• **STATED PROBLEM**: Copy out every line in the records below that contains the word "yellow".

• **PROVIDED DATA**:
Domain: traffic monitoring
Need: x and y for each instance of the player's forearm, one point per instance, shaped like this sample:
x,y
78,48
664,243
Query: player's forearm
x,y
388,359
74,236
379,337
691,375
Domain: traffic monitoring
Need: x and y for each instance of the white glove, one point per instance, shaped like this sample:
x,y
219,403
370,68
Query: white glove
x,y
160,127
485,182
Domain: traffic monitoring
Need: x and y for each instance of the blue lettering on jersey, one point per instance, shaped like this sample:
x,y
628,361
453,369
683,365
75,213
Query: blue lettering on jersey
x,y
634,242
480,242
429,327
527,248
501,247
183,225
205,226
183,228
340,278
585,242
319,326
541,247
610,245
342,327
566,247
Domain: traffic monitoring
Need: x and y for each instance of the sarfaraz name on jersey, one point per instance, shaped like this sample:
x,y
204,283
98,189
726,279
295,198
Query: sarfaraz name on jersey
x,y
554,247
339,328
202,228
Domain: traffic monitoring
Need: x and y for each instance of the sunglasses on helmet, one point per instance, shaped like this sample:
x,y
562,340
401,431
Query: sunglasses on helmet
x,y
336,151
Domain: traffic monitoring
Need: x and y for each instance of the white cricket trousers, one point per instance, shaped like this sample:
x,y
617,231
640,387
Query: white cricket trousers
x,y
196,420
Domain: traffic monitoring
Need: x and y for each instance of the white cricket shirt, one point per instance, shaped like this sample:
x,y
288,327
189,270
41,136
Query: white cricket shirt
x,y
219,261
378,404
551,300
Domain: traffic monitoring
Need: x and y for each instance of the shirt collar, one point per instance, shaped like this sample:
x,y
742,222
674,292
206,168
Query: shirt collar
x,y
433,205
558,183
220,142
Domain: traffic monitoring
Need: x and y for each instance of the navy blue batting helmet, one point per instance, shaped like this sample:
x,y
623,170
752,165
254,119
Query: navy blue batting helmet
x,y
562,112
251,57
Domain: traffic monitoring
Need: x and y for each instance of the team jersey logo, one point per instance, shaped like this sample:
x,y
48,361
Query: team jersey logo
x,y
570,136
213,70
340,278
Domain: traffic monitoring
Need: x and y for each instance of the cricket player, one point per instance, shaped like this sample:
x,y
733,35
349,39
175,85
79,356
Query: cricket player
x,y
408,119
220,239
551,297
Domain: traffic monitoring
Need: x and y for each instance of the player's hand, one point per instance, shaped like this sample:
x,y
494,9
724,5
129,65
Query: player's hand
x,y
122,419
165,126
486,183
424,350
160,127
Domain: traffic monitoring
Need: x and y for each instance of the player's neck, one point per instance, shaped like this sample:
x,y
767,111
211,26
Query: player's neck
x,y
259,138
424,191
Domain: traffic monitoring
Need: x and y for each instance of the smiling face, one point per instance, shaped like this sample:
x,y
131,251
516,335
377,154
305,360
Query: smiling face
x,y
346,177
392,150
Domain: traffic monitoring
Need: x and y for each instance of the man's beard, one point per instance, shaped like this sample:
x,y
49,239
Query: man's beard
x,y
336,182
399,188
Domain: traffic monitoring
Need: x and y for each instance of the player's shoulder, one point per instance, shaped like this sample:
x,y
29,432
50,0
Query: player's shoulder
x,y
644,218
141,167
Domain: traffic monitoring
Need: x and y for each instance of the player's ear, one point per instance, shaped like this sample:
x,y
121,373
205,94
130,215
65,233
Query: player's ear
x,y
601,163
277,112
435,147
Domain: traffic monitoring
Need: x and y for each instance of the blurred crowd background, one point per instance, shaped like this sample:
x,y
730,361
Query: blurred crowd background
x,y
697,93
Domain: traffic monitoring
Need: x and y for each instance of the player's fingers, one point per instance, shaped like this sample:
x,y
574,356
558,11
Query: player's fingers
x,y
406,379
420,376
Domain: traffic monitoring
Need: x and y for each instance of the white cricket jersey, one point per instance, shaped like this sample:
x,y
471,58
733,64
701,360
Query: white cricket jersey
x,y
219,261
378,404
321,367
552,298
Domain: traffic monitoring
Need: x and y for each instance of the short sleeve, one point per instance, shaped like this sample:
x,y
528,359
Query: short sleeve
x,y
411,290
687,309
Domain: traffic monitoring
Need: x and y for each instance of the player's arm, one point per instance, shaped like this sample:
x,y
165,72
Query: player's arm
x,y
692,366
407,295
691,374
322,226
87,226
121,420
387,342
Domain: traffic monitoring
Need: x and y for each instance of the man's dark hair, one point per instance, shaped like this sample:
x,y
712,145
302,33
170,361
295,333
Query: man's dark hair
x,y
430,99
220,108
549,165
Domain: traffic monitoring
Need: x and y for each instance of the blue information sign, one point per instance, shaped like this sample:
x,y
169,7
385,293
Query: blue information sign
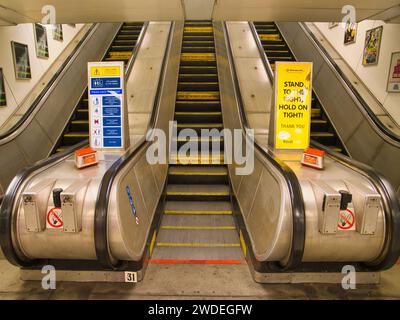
x,y
106,102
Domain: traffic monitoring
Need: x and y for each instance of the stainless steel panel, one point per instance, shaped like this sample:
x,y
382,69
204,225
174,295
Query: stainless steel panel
x,y
303,49
37,136
141,84
12,160
254,84
248,187
267,213
288,31
127,238
364,144
155,40
387,162
242,41
29,139
335,101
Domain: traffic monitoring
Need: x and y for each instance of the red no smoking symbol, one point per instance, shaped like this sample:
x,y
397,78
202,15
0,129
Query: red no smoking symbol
x,y
346,220
53,218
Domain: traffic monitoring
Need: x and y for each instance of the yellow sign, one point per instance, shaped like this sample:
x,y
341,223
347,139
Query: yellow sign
x,y
270,37
112,71
293,91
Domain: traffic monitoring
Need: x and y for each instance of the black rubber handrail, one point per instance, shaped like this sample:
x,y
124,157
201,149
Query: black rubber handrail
x,y
47,88
391,251
103,196
9,200
292,182
350,86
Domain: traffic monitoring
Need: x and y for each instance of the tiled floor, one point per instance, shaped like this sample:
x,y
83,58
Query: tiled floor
x,y
194,281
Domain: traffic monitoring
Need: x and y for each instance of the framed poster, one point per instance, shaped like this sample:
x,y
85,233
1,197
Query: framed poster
x,y
3,100
57,32
42,47
394,73
372,46
332,25
22,65
350,33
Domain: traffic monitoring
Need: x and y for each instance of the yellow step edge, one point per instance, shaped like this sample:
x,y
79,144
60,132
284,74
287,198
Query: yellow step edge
x,y
198,75
189,193
270,37
216,113
182,212
278,58
196,102
198,228
193,95
196,173
322,134
197,83
76,135
196,160
198,245
198,139
80,121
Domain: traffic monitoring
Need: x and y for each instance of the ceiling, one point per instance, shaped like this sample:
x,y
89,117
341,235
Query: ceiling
x,y
76,11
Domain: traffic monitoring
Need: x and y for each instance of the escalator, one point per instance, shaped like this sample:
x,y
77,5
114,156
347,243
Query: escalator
x,y
121,49
276,49
197,222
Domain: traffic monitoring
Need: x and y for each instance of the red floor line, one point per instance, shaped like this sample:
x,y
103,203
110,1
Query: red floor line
x,y
176,261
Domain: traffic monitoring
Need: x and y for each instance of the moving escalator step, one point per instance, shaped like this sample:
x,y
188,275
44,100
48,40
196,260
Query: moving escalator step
x,y
197,223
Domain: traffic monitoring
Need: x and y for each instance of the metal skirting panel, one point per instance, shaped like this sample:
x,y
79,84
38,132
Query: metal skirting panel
x,y
80,276
315,277
35,139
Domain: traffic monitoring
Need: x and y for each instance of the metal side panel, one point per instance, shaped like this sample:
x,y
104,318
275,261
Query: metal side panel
x,y
35,139
262,195
53,243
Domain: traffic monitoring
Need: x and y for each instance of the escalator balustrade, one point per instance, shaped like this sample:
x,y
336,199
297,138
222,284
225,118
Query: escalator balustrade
x,y
276,49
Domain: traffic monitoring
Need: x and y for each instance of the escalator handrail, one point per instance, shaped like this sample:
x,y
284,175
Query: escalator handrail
x,y
103,196
347,83
9,199
391,206
390,201
131,62
292,182
51,85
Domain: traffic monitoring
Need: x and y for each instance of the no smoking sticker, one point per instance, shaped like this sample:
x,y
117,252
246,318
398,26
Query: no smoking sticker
x,y
346,220
54,219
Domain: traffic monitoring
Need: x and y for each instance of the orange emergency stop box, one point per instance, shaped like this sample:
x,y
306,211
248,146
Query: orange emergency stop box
x,y
313,158
85,157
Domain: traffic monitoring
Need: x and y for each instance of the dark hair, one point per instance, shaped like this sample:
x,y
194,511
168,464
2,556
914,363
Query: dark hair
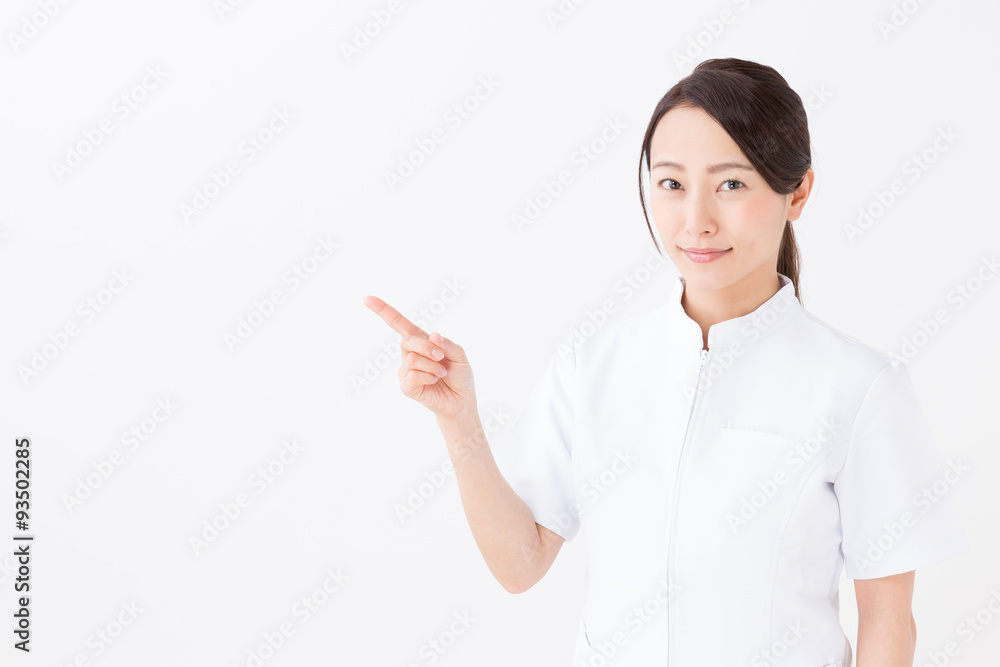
x,y
763,115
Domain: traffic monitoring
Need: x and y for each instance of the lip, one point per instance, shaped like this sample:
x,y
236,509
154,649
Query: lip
x,y
702,255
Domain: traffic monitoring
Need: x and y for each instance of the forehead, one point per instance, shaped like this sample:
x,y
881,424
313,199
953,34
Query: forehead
x,y
690,136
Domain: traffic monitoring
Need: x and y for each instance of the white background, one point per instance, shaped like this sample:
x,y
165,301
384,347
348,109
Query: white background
x,y
321,370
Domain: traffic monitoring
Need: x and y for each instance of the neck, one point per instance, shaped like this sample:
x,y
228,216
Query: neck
x,y
708,307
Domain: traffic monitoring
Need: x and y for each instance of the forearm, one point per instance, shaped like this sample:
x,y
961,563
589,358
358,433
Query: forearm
x,y
502,524
886,640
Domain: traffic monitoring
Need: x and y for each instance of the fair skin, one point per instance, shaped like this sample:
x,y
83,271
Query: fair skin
x,y
700,209
698,204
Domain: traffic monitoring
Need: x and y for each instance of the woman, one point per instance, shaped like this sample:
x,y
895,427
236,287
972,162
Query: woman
x,y
729,453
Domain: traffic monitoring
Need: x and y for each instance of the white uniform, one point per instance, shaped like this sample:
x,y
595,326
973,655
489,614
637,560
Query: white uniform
x,y
724,490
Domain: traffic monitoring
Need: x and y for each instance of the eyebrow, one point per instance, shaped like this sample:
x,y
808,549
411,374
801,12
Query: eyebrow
x,y
713,169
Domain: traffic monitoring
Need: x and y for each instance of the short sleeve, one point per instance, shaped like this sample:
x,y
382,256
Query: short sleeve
x,y
897,500
535,457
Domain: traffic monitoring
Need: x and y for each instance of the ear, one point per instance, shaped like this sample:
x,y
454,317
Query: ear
x,y
801,194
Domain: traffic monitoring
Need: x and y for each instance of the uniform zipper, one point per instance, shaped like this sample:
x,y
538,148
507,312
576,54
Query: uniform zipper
x,y
673,517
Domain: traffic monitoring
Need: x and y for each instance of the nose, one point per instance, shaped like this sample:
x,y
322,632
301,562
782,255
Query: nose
x,y
699,214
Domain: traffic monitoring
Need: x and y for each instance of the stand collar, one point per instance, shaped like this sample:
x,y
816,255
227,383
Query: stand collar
x,y
766,319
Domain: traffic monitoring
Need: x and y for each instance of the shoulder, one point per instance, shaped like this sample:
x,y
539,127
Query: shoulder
x,y
840,351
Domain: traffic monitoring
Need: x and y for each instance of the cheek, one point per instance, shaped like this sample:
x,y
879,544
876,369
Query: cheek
x,y
757,218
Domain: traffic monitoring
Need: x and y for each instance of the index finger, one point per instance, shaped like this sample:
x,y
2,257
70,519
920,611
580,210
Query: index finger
x,y
393,317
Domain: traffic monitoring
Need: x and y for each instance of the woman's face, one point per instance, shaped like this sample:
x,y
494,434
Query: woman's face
x,y
705,195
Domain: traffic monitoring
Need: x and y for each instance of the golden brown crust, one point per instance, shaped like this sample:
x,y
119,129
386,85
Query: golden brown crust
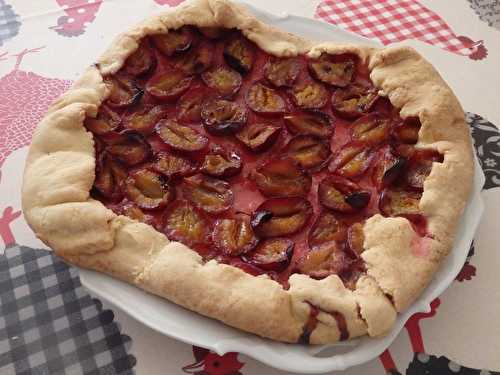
x,y
60,172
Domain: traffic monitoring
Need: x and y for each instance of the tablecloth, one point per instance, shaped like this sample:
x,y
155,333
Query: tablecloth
x,y
48,322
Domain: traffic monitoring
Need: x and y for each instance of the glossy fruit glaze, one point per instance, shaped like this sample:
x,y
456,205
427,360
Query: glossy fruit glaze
x,y
269,164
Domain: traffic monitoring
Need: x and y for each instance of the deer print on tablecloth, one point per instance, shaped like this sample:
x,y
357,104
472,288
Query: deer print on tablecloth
x,y
171,3
9,22
209,363
8,216
488,11
394,21
25,98
78,15
423,363
486,138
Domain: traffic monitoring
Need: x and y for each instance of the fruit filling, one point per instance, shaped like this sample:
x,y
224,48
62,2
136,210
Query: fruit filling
x,y
270,164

• **SOLVED PROBLEM**:
Need: x and y for each instance of the yellow sign, one point per instance, shaped like this sample:
Query: yellow sign
Need: x and y for each instance of the yellow step edge, one point per instance, shaped like this sample:
Query: yellow step edge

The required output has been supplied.